Set exercise —
Pick out every line of the entries below that contains the word "brown", and copy each such line in full. Case counts.

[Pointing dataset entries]
────────────────────
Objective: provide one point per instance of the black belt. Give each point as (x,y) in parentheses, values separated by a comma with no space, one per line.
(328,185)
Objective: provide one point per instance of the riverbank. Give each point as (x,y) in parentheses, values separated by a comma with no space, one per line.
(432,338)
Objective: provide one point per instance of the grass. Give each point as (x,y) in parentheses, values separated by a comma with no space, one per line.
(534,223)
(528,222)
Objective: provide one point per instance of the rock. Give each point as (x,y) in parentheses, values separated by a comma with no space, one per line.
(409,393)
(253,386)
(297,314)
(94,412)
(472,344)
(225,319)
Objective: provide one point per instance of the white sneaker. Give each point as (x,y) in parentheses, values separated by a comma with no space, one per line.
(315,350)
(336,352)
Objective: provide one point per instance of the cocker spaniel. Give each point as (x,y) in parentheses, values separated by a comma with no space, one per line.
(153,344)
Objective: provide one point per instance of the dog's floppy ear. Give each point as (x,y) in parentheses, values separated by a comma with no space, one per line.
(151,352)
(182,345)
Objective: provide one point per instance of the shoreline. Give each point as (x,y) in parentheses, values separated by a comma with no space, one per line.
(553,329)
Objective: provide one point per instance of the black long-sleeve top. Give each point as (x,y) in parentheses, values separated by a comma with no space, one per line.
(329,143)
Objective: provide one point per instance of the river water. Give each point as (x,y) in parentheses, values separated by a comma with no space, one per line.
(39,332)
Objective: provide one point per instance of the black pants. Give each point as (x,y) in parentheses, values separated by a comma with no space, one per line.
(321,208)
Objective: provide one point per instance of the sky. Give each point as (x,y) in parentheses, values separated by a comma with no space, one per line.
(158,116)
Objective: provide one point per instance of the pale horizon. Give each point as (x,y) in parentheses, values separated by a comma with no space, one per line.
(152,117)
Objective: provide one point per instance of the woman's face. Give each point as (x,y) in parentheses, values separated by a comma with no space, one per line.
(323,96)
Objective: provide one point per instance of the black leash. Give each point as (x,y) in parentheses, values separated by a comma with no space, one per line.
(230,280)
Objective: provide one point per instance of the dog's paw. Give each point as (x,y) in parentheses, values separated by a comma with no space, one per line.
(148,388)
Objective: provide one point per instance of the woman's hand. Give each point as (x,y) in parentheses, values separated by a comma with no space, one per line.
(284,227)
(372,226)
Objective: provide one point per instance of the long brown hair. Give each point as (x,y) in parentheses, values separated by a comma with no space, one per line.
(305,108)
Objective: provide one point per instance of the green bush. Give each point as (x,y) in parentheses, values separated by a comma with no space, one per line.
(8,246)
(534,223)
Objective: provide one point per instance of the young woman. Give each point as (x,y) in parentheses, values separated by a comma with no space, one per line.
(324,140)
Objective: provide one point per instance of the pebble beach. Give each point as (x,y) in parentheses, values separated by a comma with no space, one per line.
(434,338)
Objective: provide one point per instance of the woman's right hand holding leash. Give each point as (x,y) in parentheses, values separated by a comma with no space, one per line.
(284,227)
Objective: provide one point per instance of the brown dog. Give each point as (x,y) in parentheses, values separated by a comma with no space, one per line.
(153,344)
────────────────────
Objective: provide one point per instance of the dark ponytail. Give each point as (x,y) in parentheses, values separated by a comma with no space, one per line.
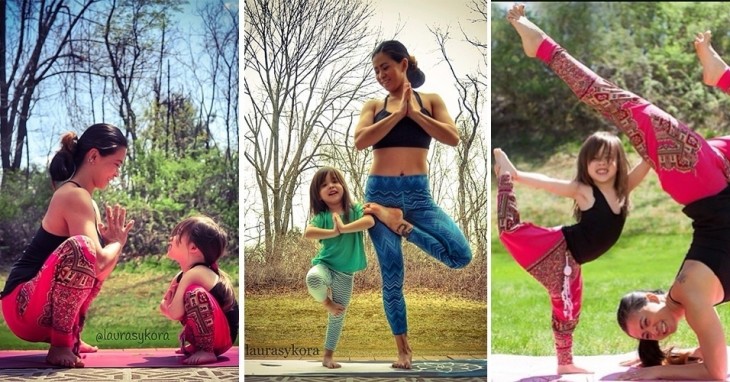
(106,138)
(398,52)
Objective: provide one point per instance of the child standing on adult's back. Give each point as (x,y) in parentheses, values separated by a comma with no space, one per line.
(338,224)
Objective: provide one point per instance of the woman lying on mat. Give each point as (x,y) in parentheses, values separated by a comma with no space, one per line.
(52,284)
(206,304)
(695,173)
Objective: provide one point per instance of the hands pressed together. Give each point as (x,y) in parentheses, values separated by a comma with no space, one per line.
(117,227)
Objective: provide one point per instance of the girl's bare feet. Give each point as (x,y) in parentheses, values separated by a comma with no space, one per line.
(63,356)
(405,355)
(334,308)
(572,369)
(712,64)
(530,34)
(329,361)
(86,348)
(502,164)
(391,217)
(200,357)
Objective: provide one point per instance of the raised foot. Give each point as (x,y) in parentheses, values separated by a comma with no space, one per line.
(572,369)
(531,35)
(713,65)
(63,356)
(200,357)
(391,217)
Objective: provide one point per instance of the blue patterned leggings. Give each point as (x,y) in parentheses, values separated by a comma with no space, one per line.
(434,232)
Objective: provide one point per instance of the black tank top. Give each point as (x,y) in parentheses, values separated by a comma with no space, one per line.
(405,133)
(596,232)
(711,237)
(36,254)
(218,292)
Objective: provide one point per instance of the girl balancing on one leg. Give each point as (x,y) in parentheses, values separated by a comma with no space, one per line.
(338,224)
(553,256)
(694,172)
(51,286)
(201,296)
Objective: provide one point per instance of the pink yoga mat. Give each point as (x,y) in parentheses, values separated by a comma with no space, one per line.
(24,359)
────────────────────
Expected answer —
Objective: provide one point per instance of the long brown hair. Give each point as (x,y) in parentheses, values separated by a comma with no space, one per line.
Objective: provide one point per instance of the brown dog. Give each point as (x,y) in parentheses, values separated by a comma with no space, one per line.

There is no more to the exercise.